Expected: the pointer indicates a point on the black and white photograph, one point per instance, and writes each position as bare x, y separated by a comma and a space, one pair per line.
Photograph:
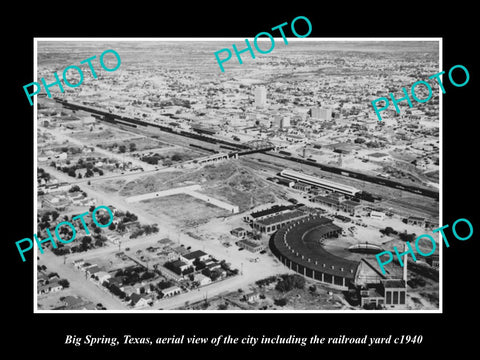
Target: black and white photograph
270, 186
200, 180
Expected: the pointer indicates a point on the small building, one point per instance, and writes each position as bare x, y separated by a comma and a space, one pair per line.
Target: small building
202, 279
102, 276
178, 266
264, 214
251, 297
195, 255
51, 287
171, 291
272, 224
285, 182
137, 300
395, 293
251, 246
433, 261
78, 263
390, 293
415, 220
377, 215
239, 232
302, 187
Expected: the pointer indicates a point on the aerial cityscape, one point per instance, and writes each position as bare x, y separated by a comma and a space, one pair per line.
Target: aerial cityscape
268, 187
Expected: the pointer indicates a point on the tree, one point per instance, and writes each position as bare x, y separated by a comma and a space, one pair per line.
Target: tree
74, 188
86, 240
121, 227
176, 157
64, 282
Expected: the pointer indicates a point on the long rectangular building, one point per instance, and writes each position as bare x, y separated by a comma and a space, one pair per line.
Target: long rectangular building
315, 181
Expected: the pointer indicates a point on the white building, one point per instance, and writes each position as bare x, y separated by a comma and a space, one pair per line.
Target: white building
321, 113
260, 96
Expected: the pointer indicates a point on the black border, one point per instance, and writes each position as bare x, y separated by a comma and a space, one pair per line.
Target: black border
46, 332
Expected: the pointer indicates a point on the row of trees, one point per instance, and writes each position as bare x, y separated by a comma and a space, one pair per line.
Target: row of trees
290, 282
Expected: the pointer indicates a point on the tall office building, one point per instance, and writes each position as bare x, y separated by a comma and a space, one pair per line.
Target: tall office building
321, 113
260, 96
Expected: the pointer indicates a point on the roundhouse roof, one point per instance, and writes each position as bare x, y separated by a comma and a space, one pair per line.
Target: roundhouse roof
301, 239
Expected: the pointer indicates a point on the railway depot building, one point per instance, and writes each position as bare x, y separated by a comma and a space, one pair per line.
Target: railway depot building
271, 224
337, 202
298, 246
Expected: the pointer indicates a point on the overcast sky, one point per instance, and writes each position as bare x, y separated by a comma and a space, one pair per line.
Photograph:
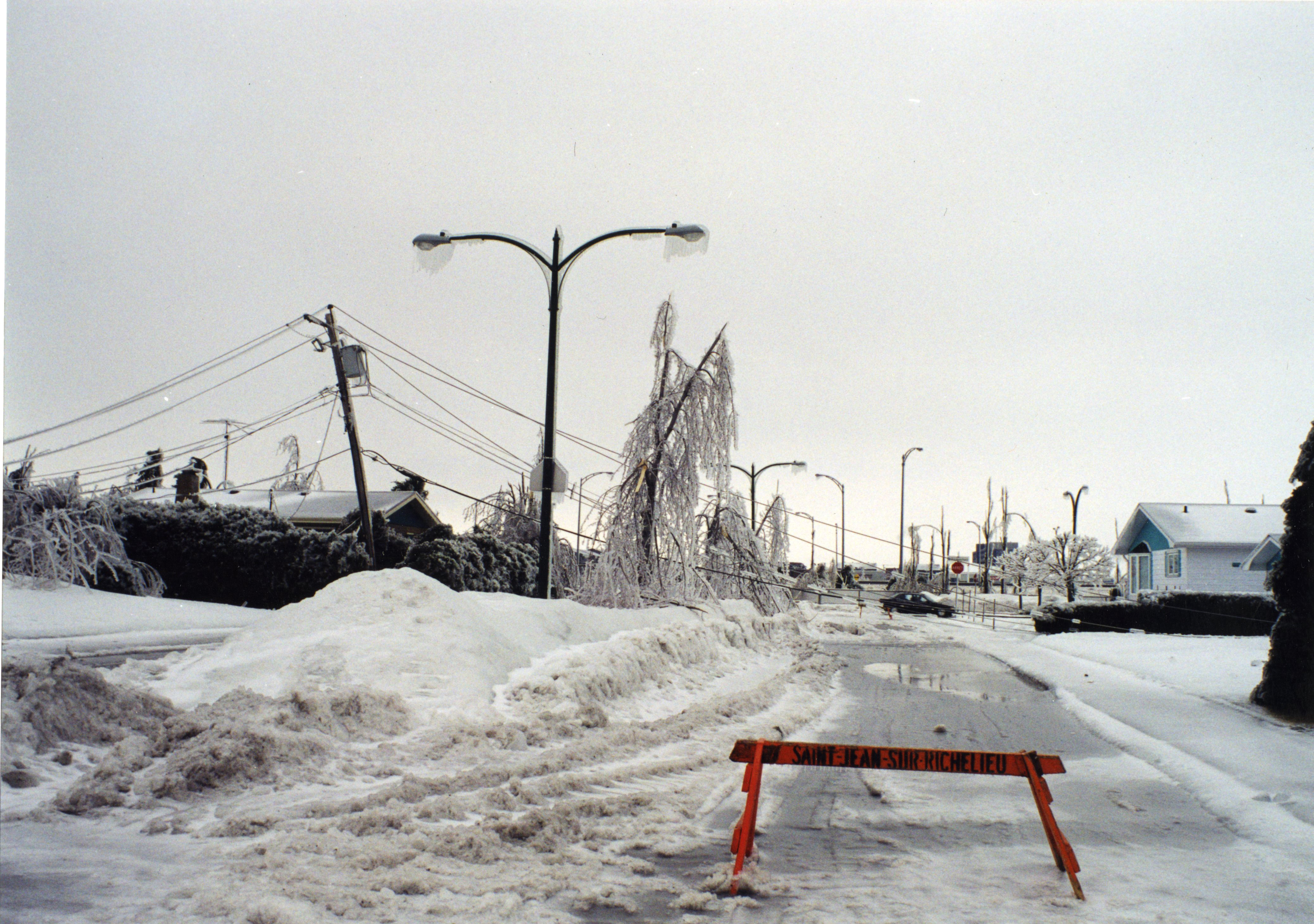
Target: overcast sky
1053, 245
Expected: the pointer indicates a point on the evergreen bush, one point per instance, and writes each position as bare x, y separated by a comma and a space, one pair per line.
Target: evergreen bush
232, 555
475, 562
1288, 683
1173, 613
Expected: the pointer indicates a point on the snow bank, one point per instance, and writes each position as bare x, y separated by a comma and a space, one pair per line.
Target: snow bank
391, 750
97, 622
397, 631
1223, 667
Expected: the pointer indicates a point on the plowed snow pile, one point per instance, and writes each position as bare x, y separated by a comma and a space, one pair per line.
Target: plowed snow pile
391, 750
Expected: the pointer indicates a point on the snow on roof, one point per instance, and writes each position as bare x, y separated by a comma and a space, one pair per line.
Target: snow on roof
316, 507
1263, 555
1204, 524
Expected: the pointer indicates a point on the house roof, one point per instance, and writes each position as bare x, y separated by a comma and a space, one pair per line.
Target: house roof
1203, 524
316, 507
1263, 555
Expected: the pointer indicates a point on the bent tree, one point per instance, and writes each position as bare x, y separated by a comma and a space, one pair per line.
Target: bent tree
685, 433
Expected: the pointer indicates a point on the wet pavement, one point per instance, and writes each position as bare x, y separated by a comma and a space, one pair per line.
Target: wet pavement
835, 825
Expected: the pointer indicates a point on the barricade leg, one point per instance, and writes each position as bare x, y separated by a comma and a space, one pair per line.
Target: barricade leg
742, 840
1064, 856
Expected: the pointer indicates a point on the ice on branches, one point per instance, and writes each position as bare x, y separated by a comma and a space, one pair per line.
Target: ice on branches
54, 535
738, 566
654, 532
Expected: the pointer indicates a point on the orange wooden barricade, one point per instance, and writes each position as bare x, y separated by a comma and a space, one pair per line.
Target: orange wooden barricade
1006, 764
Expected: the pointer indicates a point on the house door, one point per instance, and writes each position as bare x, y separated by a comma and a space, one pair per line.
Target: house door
1140, 576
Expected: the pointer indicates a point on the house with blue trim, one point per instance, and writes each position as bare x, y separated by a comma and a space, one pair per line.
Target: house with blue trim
1202, 547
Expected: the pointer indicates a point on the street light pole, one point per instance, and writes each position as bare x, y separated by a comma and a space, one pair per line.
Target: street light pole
558, 269
843, 557
752, 472
813, 558
1075, 501
903, 467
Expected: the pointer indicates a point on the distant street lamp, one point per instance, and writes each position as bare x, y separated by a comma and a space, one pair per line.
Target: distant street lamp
1075, 501
813, 558
752, 472
580, 512
556, 270
903, 467
843, 558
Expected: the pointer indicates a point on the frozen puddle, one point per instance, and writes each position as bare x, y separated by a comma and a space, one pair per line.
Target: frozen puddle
971, 684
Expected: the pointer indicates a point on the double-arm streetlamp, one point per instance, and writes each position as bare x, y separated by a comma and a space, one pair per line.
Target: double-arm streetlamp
1075, 500
556, 269
903, 467
838, 484
752, 472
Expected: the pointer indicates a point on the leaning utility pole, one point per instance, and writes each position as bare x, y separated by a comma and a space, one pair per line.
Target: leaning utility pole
227, 424
349, 417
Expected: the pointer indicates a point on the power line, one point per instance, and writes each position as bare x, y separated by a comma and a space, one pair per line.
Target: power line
177, 380
125, 466
412, 416
483, 435
173, 407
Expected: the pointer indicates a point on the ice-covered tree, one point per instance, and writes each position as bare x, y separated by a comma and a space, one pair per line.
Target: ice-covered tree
1288, 683
684, 434
775, 537
908, 576
1067, 560
292, 478
735, 564
987, 526
512, 516
1022, 567
54, 534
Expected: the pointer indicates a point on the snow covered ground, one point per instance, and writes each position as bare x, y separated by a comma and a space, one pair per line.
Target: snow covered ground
91, 622
391, 750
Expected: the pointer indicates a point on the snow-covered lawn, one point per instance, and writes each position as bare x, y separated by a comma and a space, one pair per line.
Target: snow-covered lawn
391, 750
91, 622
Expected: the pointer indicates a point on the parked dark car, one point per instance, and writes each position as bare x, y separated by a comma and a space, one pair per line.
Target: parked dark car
919, 605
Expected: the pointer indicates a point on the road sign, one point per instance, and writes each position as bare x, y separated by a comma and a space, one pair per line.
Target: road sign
550, 474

### About this task
In your copy, include no pictures, but set down every record exactly.

### Written answer
Expected: the pointer indicates a point on the black and white photograph, one point per instance, and writes each position as bare x, y separated by a comma and a space, one pair per line.
Photograph:
Target: black and white photograph
270, 186
200, 180
Expected: the pointer indicates a point on the small building, one point per instance, and writes each position as bare x, y separated by a comma and a space, one pair per line.
Target: small building
202, 279
102, 276
178, 266
264, 214
251, 297
195, 255
51, 287
171, 291
272, 224
285, 182
137, 300
395, 293
251, 246
433, 261
78, 263
390, 293
415, 220
377, 215
239, 232
302, 187
Expected: the pointer indicates a point on the aerial cityscape, one point per instance, and writes each position as bare x, y separated by a comma and a space, one pair per line.
Target: aerial cityscape
268, 187
Expected: the pointer indicates a point on the tree, one point per instance, and writes each position as bare x, y separated by a comma and a space, one pair per line.
Target: tree
74, 188
86, 240
121, 227
176, 157
64, 282
Expected: the pointer indicates a point on the long rectangular building, one point per instance, and writes each position as bare x, y separated by a comma and a space, one pair per line.
Target: long rectangular building
315, 181
Expected: the pointer indicates a point on the white building, one point per instance, and writes each position as bare x, y separated by a comma and a space, one pair per line.
Target: white building
321, 113
260, 96
Expected: the pointer indicates a point on the black border, one point per instance, and writes each position as bare x, y separated by a comma and a space, one pair per line.
Target: black border
46, 332
Expected: the pointer indicates a point on the row of trees, one point per instance, and writes each position as bare x, y separated by a comma and a space, one pair per line.
Target: row of trees
290, 282
Expected: the pointer indicates a point on the tall office building, one point per instance, and writes each position as bare x, y separated by a comma and a space, one pair per line.
Target: tall office building
321, 113
260, 96
Expected: the pointer indicates a point on the roundhouse roof, one point per instance, and writes each position as bare x, y separated by a comma and a space, one pair per line.
Target: roundhouse roof
301, 239
Expected: the pointer indicates a point on the railway depot building, one point per instance, and writes each position as bare x, y separated by a comma and a space, one pair per line.
Target: railway depot building
271, 224
337, 202
298, 246
Expected: the pointer indicates a point on the overcast sky, one point per instance, and writes each position as bare x, y separated by a comma and a space, one pair per line.
Photograph:
Target: overcast sky
1053, 245
Expected: the pointer indicates a point on the evergreen bush, one point per instance, and writes each position as bare x, y separated by a comma and a space, one pair per line.
Target: evergreen bush
232, 555
475, 562
1288, 683
1173, 613
Expected: the pointer indicates a point on the snow bank, one point per instance, and writes each position as bare x, y separated by a comma and a space, one pair per line.
Target: snow bank
391, 750
97, 622
397, 631
1223, 667
Expected: the pointer indicates a point on the plowed snow pile, one point per instance, and writes each position as bare x, y separated by a comma and a space, one pair per line.
Target: plowed snow pile
391, 750
Expected: the pointer indicates a point on the snow on roof, one point per instance, and writes each position as bare x, y separated by a comma and a space, one pair per line.
Target: snow on roof
316, 507
1263, 555
1204, 524
Expected: the pointer indicates a point on the house roof, one point per instance, and writes each position as bare x, y separated by a comma and a space, one pair per line.
Target: house roof
1203, 524
316, 507
1263, 555
Expected: the pointer indicates a point on the bent tree, one point per instance, and writes each position as bare x, y separated by a comma and a space, one pair per line.
Target: bent tree
685, 433
Expected: the pointer indicates a point on the wet pavement, one point per instance, and writes each position as bare x, y separated by a comma and a space, one pair per line.
Target: wet pavement
835, 825
Expected: the pointer indicates a point on the barricade leg, one point per instance, and writes each position as bare x, y separated by a comma and a space, one pair per line.
Target: barricade leg
742, 840
1064, 856
Expected: the pointer indicates a point on the ice on branches, one point per instance, and writes each position as bare x, y separated by a comma and a space, one pair per line.
Target: ice on branches
54, 535
738, 566
654, 532
Expected: the pointer indicates a point on the orange wooden barricade, one point per instance, and writes each position as bare x, y separated by a comma and a space, one pair per line.
Target: orange wooden barricade
1006, 764
Expected: the pointer indicates a point on the house door, one point per instance, and writes each position as bare x, y separated by a comma and a space, one pair per line.
Target: house door
1140, 576
Expected: the pointer indicates a point on the house with blue trim, one point per instance, and writes each position as bare x, y separated by a comma and a space, one pair per line.
Target: house with blue trim
1202, 547
Expected: the pointer indicates a point on the street light pole, one point per instance, and writes each position as bare x, y separated by a comma and a space, one pair per line.
Target: street light pole
558, 269
843, 557
752, 472
813, 558
1075, 501
903, 467
Expected: the pointer indicates a point on the distant street lamp, one point per instance, and writes each position as bare x, y separated by a comma and a space, one pair per line.
Target: distant street lamp
1075, 501
813, 558
752, 472
580, 512
556, 270
903, 467
843, 558
Expected: the pointer indicates a point on the frozen puddle, one point per instance, and writes each position as bare x, y separated by a comma and a space, one pair per line.
Target: frozen puddle
971, 684
Expected: the pointer indicates a point on the double-arm streetlamp, one point per instance, and writes each position as bare x, y separated by a comma and a space, one pair per line.
Target: double-arm streetlamp
1075, 500
556, 269
903, 467
838, 484
752, 472
Expected: the pointer indicates a point on the leaning utility pole, one point per instance, and writes each position as bare x, y separated by a comma and a space, one pair per line.
Target: leaning utility pole
227, 424
349, 417
Expected: the pointer indicates a point on the power line, one point per instance, and writes each position as bare x, y separated by a comma and a space, one pair per line.
Target: power line
177, 380
125, 466
412, 416
483, 435
173, 407
Expected: the pointer indicates a point on the ice-covered tree, one point per instance, and writes each position as bare x, y separated by a comma and a space, one pair per line.
Target: ice-covered tree
1288, 683
684, 434
775, 537
908, 576
1067, 560
292, 478
735, 564
987, 526
512, 516
1022, 567
54, 534
Expected: the pointer indicates a point on the snow covered ground, one point per instance, and writes each position as bare x, y separated by a comma and a space, one pair per line.
Target: snow covered ground
91, 622
391, 750
Expected: the pointer indicates a point on the snow-covered lawn, one point per instance, and writes each position as bare x, y separated by a comma and a space, one pair per line.
Target: snow-covered lawn
391, 750
91, 622
Expected: the pointer indicates a point on the parked dark car, one point per instance, and writes each position as bare x, y separated by a comma and a space, one pair per line.
Target: parked dark car
919, 605
Expected: the pointer indicates a point on the road sign, one point per instance, and writes each position as bare x, y separated by a comma and a space, one pair per line.
Target: road sign
550, 474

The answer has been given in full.